• _PROBLEM DETAILS_
After reading the records, print them all again exactly as they stand.

(Saved data entries)
-- Opening Marker --

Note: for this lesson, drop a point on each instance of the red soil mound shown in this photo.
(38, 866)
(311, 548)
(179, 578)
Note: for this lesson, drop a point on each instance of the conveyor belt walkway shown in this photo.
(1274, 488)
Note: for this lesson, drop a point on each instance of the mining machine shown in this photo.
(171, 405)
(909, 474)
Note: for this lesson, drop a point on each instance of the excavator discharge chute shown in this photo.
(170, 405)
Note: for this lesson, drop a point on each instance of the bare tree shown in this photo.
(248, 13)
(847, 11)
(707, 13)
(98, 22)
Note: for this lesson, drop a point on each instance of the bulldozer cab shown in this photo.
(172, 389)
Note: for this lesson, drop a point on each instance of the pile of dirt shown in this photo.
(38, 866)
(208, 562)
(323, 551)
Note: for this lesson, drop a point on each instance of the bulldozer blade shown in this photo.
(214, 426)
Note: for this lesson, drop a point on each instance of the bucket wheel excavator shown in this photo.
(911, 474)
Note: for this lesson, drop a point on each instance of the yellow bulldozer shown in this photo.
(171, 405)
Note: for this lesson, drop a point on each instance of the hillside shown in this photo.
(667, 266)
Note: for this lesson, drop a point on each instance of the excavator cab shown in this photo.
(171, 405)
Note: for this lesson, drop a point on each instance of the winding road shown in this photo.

-- Closing Marker --

• _WRITTEN SOLUTION_
Note: for this lesson, drop a point on each instance of the red soil mound shown in this photo.
(38, 866)
(311, 548)
(179, 578)
Note: for this lesson, drop a point on each instance of the conveyor belt walkway shown in this photo.
(1274, 488)
Note: for this lesson, drop a point on each instance of the mining machine shown in this photo.
(171, 405)
(909, 474)
Note: for this lesson, drop a point on each instance of the excavator discharge chute shown in this photo.
(170, 405)
Note: for this lesson, drop a point on each instance of the bare tree shown in this photo.
(248, 13)
(847, 11)
(707, 13)
(98, 22)
Note: for this lesson, drop a point on each instance of the bulldozer cab shown in this photo.
(172, 389)
Note: for this lesson, drop a point on each instance of the pile of dirt shown in this photo.
(38, 866)
(208, 562)
(323, 551)
Note: for this lesson, drop a point on each instance of the bulldozer blade shown in this photo.
(214, 426)
Note: for this lesson, drop a point on each instance of the bucket wheel excavator shown in this photo.
(911, 474)
Note: for this lesson, drop a point on each instance of the yellow bulldozer shown in this photo.
(171, 405)
Note: for this lesson, drop a point on each instance of the hillside shown in this photo.
(667, 266)
Note: for this lesson, drop a point on each instance of the excavator cab shown in this photo.
(171, 405)
Note: for this lesson, drop a point on each instance of the winding road shown in this photo.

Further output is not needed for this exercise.